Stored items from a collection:

════

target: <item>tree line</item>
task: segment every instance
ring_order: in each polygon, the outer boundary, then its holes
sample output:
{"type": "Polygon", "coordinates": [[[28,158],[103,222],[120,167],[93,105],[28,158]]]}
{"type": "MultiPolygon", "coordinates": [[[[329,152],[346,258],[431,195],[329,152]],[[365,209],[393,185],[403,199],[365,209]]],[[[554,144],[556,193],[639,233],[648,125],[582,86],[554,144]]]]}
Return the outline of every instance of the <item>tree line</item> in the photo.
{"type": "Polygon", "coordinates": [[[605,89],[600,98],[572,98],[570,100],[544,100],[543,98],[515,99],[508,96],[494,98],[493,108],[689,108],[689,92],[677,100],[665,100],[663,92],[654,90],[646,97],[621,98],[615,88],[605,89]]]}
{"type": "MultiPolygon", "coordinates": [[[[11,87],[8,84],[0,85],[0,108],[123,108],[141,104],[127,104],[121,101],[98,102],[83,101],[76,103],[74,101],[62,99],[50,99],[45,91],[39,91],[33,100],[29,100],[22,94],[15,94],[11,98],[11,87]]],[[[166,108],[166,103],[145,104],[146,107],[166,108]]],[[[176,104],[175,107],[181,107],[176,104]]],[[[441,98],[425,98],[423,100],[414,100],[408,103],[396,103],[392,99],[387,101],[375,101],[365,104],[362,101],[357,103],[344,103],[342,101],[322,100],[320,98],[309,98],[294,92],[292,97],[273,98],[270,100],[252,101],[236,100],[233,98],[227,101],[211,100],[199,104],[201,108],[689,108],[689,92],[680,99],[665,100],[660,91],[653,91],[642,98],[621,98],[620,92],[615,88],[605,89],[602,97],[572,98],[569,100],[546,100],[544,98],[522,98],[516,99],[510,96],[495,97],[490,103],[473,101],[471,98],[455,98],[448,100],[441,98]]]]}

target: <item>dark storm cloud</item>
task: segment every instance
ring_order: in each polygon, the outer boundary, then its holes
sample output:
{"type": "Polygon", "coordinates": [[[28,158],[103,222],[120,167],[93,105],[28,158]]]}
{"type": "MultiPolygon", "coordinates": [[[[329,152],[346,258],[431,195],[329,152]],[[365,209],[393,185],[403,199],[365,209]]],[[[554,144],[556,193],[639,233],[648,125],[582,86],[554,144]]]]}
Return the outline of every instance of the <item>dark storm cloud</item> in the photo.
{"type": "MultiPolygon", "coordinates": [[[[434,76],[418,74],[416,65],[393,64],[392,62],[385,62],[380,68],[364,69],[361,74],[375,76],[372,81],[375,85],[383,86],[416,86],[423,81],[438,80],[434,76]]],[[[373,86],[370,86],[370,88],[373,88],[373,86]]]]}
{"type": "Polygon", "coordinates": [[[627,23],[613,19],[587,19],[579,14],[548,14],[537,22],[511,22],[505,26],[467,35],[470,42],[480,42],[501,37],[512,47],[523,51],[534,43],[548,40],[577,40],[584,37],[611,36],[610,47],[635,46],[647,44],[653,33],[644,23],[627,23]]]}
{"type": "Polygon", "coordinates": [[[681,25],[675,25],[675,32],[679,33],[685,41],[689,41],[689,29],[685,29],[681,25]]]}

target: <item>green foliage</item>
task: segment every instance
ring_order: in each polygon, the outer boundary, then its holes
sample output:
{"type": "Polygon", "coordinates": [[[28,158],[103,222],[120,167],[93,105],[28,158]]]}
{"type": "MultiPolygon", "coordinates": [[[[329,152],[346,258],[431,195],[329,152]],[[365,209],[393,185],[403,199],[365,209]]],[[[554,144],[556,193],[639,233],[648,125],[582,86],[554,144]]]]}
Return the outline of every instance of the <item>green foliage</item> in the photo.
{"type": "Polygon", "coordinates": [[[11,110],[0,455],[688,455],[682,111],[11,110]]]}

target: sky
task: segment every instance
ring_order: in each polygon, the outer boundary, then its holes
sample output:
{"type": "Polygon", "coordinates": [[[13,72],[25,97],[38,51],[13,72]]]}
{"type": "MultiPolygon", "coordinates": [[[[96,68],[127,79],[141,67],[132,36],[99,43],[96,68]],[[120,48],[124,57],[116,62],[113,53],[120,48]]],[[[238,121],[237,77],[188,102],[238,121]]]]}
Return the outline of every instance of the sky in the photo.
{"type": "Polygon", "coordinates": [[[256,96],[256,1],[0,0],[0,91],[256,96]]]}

════

Task: Copy the material again, starting at the line that contains "target: sky" and ending at the end of the material. Shift every coordinate in the answer outlines by adding 79 to it, and leave the numbers in the requests and their sample output unchanged.

Result:
target: sky
task: segment every instance
ring_order: in each polygon, the outer boundary, then its holes
sample output:
{"type": "Polygon", "coordinates": [[[13,72],[25,97],[38,51],[13,72]]]}
{"type": "MultiPolygon", "coordinates": [[[[96,68],[127,79],[141,67],[132,36],[99,43],[96,68]],[[120,48],[124,57],[116,62],[113,53],[120,48]]],[[[238,121],[237,77],[188,102],[238,121]]]]}
Return the outline of every instance of the sky in the photo.
{"type": "Polygon", "coordinates": [[[335,175],[335,80],[79,79],[79,170],[335,175]]]}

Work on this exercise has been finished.